[BEGIN Supplied material]

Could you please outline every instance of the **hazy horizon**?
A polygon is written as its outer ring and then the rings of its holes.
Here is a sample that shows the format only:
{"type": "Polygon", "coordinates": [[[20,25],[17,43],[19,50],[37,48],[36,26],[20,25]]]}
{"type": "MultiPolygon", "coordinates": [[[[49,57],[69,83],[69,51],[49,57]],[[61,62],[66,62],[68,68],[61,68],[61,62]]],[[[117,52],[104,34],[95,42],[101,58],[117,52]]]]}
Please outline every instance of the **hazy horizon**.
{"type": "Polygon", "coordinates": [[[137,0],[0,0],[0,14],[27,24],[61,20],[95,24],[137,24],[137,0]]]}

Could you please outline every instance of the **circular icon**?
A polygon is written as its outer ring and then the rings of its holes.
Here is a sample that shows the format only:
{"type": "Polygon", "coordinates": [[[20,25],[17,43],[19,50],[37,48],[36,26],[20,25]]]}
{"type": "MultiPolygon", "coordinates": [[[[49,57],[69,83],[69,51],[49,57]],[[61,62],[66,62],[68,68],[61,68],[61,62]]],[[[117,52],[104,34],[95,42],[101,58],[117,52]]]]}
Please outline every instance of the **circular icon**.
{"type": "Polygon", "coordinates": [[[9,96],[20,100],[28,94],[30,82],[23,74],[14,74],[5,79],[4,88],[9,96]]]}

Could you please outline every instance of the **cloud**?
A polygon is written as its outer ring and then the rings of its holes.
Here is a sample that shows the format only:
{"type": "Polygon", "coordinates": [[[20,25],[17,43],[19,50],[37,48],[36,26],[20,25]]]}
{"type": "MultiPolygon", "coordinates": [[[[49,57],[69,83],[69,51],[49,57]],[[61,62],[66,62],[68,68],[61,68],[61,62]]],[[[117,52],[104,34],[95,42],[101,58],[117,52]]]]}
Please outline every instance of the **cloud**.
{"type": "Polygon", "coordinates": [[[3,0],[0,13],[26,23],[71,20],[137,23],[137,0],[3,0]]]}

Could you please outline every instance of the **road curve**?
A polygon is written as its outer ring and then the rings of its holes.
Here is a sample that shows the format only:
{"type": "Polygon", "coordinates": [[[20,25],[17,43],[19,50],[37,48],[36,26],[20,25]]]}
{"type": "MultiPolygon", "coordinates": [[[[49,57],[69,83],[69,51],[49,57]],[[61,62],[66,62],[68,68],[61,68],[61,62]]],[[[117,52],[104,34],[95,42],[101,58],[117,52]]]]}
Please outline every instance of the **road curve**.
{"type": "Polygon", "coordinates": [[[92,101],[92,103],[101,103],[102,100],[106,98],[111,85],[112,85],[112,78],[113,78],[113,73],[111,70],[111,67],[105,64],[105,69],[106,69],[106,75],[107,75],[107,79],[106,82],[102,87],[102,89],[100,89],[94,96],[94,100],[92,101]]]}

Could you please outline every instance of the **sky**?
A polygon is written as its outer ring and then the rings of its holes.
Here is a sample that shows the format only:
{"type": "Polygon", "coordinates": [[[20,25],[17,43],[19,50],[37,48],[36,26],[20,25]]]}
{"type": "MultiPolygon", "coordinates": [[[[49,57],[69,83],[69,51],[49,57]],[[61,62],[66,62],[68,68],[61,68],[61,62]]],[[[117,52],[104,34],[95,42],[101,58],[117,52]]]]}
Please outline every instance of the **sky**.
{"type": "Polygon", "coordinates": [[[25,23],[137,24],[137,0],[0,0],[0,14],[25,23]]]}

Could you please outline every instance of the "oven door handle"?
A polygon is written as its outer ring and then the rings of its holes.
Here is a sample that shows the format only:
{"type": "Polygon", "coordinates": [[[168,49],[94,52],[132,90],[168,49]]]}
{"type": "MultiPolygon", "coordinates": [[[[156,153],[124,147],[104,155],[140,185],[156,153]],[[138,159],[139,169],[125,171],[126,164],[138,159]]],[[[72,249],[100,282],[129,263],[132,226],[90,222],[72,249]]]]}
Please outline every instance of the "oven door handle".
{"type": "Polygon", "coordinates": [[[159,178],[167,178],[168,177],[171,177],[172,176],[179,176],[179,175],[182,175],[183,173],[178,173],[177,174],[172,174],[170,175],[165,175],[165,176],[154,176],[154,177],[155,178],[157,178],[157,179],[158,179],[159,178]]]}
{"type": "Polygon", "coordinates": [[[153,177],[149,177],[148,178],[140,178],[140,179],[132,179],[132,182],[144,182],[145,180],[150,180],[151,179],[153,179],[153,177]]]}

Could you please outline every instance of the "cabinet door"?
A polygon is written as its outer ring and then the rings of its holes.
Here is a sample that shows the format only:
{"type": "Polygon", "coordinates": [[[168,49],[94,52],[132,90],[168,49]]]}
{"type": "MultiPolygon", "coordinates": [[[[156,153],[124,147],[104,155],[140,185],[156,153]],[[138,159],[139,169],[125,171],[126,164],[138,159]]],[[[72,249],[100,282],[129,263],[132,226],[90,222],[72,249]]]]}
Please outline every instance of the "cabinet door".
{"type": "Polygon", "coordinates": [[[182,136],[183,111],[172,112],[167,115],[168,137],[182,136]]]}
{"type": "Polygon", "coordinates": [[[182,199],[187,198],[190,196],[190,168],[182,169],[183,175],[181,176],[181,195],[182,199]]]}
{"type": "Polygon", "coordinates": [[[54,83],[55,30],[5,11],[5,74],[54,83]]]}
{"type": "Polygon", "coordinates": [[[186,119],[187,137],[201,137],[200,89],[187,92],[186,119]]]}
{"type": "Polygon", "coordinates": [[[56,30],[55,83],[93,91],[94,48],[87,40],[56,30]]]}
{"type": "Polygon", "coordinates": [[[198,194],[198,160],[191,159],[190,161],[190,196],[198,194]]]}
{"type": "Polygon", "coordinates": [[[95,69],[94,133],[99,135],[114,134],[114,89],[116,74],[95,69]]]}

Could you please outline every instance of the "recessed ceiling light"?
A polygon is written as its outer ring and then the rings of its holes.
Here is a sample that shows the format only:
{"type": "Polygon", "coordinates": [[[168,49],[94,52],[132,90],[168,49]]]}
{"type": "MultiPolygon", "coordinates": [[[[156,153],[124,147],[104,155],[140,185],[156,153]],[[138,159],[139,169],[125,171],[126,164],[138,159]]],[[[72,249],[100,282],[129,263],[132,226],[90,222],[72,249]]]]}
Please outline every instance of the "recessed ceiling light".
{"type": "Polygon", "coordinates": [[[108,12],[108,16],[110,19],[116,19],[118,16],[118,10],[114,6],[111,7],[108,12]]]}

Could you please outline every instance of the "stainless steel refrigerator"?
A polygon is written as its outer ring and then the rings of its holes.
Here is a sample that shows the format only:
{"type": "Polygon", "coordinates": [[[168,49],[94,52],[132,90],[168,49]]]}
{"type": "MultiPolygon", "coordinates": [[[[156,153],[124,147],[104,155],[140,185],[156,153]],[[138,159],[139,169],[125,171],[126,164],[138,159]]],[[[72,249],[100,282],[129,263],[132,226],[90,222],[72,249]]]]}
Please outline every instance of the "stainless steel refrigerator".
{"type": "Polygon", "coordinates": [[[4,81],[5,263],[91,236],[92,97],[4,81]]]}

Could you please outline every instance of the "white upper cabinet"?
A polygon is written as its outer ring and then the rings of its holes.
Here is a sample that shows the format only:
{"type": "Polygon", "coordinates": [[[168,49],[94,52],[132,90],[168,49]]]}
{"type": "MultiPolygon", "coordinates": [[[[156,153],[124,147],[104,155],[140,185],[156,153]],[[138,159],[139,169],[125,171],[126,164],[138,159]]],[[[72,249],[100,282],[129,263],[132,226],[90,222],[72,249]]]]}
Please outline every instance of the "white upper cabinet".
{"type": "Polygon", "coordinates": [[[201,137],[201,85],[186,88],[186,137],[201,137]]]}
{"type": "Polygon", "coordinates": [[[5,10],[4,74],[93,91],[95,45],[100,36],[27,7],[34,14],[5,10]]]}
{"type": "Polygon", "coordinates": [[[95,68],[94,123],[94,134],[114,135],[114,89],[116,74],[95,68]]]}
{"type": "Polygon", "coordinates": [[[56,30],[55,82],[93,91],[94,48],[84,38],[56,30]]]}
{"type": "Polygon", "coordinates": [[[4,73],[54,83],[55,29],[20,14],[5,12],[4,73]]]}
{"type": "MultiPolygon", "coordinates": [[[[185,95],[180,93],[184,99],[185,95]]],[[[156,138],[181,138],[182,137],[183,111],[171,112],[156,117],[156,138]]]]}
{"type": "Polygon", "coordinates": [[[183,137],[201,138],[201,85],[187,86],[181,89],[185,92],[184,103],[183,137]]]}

[END Supplied material]

■ Problem details ■
List every line in the rows above that contains the word "door", matching case exactly.

■ Written response ■
Could you please outline every instance of the "oven door handle"?
Please outline every instance of the "oven door handle".
Could you please outline every instance of the "cabinet door"?
Please outline every instance of the "cabinet door".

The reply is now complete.